Point-per-instance localization data:
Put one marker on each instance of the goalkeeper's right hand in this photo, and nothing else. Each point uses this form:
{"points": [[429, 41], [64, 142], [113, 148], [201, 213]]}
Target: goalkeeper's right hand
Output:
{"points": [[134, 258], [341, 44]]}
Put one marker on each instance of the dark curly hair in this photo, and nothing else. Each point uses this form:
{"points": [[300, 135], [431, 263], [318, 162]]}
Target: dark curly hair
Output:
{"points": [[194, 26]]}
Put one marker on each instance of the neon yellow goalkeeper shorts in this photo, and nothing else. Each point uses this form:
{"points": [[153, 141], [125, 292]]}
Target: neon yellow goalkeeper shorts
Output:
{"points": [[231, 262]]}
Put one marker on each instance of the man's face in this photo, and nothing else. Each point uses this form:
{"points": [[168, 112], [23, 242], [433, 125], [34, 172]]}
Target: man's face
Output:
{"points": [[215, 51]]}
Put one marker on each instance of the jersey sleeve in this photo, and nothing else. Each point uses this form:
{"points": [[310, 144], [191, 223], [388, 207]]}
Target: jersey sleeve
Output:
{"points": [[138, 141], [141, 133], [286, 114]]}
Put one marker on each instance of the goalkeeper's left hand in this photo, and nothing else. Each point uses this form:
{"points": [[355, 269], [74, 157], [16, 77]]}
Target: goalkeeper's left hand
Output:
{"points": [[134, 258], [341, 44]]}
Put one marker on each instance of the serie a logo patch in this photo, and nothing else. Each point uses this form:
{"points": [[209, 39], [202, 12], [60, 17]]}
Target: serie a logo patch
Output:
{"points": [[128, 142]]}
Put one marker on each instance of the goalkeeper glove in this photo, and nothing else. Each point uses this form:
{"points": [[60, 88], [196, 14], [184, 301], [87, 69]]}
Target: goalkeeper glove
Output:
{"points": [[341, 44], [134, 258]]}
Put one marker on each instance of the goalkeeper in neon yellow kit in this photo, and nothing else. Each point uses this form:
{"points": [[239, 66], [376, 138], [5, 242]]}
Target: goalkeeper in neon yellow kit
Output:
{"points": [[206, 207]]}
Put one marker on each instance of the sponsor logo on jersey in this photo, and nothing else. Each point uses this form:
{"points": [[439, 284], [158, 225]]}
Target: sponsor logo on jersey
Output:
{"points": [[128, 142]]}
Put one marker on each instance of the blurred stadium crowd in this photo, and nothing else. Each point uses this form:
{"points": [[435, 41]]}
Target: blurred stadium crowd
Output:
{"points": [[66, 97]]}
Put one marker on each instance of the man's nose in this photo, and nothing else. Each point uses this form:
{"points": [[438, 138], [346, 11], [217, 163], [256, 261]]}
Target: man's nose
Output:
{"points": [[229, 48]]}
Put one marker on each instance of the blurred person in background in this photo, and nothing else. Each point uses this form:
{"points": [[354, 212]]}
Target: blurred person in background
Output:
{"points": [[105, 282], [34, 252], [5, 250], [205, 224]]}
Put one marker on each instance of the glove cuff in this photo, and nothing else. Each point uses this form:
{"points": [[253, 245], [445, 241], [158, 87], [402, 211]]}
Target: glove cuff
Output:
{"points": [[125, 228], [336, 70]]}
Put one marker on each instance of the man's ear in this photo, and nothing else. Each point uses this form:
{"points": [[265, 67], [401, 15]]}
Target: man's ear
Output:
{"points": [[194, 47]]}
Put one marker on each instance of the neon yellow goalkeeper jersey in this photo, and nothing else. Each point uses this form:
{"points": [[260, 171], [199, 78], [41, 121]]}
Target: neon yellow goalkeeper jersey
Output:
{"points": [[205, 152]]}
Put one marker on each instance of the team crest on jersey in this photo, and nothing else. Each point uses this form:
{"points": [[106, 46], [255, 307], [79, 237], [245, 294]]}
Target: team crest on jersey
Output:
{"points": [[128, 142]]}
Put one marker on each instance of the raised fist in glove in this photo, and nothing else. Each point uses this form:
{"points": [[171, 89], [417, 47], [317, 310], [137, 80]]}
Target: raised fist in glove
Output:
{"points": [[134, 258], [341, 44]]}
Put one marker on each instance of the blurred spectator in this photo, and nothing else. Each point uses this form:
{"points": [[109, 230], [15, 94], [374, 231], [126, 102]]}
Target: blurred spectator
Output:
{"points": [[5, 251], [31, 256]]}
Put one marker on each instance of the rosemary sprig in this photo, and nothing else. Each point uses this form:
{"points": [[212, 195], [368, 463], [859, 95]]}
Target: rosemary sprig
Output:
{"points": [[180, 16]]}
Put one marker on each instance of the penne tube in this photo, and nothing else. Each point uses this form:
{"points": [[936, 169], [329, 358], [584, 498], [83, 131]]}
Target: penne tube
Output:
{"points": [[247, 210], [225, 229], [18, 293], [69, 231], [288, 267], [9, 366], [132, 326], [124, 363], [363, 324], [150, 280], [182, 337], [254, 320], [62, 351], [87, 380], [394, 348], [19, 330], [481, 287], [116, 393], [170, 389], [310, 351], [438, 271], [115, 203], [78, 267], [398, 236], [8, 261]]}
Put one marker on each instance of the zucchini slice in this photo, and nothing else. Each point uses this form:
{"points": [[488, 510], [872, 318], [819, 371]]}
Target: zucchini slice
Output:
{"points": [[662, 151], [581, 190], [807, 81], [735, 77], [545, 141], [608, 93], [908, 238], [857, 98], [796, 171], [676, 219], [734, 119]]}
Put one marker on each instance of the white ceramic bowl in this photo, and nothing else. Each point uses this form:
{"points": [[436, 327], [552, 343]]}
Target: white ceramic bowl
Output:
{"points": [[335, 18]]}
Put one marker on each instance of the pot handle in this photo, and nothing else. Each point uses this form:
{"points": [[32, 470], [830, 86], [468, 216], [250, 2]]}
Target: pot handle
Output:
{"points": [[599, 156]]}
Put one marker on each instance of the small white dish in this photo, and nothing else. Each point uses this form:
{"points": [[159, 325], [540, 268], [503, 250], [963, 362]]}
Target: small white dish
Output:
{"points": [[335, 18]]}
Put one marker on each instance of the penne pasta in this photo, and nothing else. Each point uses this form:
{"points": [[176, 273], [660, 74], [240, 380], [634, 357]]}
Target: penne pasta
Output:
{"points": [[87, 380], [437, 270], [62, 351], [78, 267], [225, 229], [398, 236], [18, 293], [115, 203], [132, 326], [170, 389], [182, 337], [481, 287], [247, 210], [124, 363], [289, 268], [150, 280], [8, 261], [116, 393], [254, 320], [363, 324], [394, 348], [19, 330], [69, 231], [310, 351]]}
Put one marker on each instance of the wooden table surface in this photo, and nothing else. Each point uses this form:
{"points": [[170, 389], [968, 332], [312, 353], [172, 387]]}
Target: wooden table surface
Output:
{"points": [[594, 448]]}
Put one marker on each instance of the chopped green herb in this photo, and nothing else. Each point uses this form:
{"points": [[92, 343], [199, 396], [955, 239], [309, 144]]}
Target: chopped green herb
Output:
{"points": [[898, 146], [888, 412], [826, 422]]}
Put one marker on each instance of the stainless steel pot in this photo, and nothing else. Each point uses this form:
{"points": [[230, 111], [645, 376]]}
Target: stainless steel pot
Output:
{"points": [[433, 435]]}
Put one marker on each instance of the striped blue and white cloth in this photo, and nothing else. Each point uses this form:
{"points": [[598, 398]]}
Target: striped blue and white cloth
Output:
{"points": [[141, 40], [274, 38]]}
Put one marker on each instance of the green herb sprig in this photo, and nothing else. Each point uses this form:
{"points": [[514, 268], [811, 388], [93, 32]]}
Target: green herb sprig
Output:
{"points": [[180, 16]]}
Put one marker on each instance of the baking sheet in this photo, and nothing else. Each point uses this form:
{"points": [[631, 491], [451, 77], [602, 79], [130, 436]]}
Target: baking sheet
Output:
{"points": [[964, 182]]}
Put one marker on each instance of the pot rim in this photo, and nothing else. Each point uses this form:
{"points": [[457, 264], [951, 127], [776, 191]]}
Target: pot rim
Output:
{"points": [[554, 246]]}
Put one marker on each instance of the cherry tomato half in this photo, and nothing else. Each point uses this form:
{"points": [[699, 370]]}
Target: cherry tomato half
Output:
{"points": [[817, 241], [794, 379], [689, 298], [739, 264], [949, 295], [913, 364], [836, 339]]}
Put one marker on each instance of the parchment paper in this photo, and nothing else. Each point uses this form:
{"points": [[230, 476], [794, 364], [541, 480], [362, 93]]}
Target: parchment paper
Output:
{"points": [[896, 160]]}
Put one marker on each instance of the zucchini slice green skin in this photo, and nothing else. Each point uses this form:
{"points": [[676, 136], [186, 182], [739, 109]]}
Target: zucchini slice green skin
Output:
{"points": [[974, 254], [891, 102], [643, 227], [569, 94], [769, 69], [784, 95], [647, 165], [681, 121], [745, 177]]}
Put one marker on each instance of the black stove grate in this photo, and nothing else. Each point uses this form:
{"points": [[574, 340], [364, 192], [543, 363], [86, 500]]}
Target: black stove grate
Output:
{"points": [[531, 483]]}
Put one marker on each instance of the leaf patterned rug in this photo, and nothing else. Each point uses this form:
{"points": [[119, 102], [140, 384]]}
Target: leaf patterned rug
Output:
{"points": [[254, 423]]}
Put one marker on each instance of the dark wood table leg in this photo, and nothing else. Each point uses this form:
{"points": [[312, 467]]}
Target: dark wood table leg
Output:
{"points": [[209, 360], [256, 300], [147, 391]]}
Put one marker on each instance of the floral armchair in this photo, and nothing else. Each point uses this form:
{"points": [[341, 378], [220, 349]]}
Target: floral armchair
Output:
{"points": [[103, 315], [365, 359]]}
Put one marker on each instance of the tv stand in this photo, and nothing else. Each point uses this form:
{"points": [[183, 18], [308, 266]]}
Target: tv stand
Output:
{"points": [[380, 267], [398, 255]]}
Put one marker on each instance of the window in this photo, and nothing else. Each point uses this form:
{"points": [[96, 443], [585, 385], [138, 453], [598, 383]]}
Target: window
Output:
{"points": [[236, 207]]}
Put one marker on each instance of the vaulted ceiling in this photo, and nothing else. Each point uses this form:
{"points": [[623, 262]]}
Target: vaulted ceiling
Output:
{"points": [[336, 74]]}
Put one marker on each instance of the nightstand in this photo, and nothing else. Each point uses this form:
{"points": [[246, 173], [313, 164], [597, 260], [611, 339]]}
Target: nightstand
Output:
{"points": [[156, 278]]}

WORK INSTRUCTION -
The lines from the beginning of the records through the line containing "Put one marker on each instance of the man's face" should be reproduced exactly. Include nothing else.

EXPECTED ANSWER -
Put one marker on each instance of the goalkeeper's right hand in this photo, and nothing else. Each point uses this form:
{"points": [[429, 41], [64, 142], [113, 148], [201, 213]]}
Target: goalkeeper's right hand
Output:
{"points": [[134, 258], [341, 44]]}
Put one marker on each instance of the dark curly hair in this photo, and nothing else. Each point uses this form:
{"points": [[300, 135], [431, 263], [318, 162]]}
Target: dark curly hair
Output:
{"points": [[194, 26]]}
Put one marker on each instance of the neon yellow goalkeeper shorts in this photo, and nothing else. Each point uses this form:
{"points": [[153, 141], [125, 292]]}
Target: neon yellow goalkeeper shorts
Output:
{"points": [[231, 262]]}
Put one marker on each instance of the man's face in this photo, and nothing else. Each point uses this form:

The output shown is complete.